Locate every line in the material below that contains the word "foliage", and copy each of those lines out in full.

········

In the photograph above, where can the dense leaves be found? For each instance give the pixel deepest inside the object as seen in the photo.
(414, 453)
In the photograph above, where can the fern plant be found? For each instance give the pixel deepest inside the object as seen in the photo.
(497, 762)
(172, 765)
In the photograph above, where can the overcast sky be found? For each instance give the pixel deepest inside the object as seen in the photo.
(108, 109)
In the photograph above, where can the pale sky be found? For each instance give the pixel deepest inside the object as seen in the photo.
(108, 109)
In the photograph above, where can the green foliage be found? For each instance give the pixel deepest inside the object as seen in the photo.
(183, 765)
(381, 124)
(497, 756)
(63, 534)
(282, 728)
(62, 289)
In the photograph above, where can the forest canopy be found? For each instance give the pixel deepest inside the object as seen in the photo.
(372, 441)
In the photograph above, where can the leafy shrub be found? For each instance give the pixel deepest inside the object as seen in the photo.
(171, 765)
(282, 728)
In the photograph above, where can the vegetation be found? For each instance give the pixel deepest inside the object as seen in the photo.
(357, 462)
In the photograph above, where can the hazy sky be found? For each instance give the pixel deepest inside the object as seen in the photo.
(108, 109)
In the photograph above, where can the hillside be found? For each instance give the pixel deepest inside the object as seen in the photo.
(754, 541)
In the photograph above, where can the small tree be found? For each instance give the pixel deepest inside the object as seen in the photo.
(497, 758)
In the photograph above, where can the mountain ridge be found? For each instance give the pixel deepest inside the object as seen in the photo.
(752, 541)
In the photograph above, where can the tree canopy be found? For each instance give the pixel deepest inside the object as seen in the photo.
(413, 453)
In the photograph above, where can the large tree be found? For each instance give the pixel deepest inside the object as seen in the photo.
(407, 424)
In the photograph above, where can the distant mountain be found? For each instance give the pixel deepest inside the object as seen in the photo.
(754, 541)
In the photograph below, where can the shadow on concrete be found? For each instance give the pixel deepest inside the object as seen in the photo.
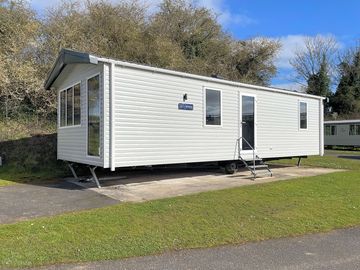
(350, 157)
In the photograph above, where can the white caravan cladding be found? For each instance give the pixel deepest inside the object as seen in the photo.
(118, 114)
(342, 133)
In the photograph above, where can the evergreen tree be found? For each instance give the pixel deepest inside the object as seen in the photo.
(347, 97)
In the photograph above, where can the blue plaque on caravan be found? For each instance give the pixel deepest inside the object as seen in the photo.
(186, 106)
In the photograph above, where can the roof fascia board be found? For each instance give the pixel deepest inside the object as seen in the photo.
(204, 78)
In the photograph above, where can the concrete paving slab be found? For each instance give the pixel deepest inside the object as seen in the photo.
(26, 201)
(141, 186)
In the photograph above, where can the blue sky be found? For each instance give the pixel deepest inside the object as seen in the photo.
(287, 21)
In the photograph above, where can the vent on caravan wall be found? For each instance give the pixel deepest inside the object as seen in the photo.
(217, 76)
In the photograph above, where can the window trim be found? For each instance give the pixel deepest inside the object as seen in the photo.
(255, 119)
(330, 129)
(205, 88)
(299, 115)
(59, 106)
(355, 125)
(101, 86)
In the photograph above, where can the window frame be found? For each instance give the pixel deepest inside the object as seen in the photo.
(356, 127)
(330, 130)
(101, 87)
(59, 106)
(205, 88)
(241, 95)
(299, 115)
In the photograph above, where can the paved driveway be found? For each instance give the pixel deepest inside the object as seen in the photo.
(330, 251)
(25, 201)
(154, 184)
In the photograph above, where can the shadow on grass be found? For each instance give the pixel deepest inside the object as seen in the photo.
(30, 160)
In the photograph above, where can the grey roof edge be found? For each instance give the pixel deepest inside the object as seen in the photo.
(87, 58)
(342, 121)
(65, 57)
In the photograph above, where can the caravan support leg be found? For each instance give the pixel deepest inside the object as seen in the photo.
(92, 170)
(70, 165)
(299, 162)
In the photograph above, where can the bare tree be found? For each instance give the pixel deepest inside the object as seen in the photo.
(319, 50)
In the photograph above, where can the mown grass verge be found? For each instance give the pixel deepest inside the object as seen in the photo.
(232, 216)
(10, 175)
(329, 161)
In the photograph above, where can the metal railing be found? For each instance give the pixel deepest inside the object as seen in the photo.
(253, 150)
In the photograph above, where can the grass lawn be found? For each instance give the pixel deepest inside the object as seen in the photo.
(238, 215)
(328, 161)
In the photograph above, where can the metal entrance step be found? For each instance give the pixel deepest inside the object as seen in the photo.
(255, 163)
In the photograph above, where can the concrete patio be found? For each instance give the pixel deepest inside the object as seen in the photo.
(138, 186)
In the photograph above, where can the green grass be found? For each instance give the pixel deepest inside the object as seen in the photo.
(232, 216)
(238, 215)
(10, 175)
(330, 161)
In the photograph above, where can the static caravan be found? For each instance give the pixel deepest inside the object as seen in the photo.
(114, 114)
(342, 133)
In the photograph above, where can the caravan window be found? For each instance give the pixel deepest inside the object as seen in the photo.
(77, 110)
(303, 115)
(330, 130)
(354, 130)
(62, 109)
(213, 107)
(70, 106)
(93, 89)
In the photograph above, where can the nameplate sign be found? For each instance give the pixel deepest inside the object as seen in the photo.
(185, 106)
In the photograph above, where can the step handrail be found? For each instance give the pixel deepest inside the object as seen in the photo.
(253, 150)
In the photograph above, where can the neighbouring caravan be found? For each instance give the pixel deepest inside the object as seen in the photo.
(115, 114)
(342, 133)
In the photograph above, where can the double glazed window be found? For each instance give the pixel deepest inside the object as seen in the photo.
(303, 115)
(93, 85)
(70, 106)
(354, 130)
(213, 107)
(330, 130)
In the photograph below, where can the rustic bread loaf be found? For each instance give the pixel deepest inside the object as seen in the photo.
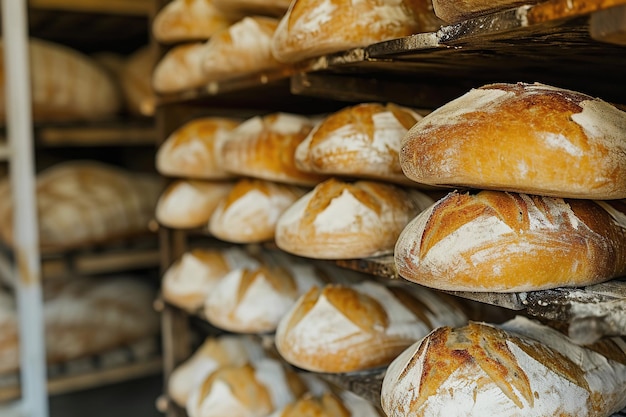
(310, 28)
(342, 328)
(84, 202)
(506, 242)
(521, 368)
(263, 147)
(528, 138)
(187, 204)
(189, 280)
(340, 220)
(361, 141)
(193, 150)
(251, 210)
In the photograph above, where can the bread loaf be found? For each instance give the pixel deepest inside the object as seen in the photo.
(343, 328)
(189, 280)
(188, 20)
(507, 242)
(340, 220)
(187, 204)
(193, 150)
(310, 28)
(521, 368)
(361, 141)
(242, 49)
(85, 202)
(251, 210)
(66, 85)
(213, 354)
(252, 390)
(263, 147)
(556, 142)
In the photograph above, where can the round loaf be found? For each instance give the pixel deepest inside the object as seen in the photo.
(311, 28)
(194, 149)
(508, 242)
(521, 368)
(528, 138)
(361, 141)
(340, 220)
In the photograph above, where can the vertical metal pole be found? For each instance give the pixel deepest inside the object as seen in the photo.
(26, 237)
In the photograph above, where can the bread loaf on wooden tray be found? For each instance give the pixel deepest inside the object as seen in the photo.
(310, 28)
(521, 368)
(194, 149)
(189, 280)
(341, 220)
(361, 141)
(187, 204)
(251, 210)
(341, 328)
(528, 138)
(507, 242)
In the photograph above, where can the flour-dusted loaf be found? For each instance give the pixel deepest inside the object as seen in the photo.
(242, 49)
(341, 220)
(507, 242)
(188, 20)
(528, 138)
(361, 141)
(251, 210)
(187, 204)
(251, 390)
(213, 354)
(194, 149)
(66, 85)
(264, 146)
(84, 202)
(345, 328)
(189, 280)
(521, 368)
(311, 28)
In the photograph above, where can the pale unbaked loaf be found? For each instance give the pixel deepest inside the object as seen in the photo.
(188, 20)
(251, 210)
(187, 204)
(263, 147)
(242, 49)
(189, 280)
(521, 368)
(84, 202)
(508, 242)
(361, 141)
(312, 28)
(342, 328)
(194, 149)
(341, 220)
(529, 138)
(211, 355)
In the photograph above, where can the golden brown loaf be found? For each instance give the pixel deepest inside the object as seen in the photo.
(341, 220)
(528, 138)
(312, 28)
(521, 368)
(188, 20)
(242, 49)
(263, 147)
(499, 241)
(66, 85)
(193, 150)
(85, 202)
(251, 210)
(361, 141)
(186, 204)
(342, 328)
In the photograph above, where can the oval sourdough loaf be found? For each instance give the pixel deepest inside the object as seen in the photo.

········

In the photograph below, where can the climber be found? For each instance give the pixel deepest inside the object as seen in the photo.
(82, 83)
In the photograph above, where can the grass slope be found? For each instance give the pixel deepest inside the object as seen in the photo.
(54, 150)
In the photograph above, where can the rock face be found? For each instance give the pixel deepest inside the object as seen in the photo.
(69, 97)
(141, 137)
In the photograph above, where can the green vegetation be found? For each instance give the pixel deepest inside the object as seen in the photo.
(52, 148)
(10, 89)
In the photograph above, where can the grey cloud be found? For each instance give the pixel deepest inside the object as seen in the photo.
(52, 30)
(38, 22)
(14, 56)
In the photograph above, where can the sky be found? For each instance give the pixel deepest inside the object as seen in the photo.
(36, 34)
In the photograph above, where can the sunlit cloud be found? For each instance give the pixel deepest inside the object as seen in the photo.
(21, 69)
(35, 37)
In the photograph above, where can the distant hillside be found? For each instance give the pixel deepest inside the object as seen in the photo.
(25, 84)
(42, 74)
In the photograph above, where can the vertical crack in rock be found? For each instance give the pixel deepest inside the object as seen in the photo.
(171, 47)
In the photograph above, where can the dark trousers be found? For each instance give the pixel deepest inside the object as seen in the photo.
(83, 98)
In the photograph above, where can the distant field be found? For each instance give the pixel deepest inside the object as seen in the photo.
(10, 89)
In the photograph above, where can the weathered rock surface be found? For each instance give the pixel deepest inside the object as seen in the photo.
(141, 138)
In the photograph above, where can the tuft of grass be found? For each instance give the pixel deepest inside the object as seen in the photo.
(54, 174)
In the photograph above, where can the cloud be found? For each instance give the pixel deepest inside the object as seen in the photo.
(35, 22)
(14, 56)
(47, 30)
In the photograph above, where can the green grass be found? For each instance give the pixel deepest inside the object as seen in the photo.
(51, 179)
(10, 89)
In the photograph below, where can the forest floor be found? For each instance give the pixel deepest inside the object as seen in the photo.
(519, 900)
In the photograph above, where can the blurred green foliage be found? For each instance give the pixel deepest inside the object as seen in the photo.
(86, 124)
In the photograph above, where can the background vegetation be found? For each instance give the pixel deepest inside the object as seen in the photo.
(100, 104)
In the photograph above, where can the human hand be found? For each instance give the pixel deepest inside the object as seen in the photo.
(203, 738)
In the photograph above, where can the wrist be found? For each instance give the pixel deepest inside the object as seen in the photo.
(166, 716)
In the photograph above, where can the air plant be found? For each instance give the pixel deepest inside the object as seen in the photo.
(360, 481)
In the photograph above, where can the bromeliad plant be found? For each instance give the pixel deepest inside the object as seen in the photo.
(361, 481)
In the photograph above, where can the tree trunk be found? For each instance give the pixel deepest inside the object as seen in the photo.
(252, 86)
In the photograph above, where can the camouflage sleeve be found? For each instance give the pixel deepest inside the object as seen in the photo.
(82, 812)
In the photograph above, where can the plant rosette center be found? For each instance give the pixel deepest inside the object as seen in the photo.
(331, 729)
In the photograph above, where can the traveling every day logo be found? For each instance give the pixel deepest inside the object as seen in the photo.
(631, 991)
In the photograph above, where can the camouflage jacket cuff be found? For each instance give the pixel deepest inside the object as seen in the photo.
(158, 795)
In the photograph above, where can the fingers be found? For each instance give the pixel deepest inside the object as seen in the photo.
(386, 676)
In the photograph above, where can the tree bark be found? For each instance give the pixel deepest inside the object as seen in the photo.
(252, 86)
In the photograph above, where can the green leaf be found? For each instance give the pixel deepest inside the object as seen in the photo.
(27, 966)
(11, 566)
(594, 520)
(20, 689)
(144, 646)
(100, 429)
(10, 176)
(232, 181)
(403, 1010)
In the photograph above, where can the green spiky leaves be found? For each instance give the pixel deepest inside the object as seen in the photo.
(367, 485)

········

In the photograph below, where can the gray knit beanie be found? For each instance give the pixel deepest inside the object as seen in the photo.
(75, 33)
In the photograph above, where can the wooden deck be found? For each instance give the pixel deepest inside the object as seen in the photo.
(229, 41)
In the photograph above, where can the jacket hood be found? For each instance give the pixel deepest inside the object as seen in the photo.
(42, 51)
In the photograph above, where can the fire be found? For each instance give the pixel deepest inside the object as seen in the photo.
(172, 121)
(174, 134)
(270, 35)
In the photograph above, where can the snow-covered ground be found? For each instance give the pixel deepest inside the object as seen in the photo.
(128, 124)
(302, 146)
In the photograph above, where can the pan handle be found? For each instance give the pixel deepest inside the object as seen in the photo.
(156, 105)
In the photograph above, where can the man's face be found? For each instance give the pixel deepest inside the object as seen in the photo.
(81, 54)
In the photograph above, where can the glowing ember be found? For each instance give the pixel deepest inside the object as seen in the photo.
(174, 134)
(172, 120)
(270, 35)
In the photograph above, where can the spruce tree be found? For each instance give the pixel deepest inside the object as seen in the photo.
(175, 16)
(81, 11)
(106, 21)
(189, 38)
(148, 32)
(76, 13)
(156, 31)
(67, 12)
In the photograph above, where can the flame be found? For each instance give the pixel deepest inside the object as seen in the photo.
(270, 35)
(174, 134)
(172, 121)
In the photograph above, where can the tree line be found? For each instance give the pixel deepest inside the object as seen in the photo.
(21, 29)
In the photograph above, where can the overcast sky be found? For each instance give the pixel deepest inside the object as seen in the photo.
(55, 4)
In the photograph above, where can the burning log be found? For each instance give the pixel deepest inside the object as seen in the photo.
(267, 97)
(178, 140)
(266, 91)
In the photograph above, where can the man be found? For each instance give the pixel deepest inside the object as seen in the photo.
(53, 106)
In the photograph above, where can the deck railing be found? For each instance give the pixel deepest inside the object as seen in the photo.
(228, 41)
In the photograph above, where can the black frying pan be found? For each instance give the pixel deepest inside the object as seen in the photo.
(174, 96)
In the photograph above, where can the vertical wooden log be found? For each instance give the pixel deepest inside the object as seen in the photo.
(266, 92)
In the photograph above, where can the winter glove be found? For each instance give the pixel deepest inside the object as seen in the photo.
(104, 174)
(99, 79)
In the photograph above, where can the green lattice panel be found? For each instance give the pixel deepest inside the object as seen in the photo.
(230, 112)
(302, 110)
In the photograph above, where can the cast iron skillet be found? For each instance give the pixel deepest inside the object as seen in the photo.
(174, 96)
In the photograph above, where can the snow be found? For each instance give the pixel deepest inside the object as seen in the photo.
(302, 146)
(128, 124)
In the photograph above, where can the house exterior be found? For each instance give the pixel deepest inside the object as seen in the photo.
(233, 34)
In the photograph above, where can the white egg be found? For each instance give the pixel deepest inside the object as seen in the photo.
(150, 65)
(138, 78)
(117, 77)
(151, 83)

········

## Completed exercise
In the photograph above, where can the green foliage be found? For each instance give the pixel deepest inside the object as seen in the photo.
In the photograph above, where can the blurred green foliage be found? For each instance give the pixel deepest inside the object as seen in the photo.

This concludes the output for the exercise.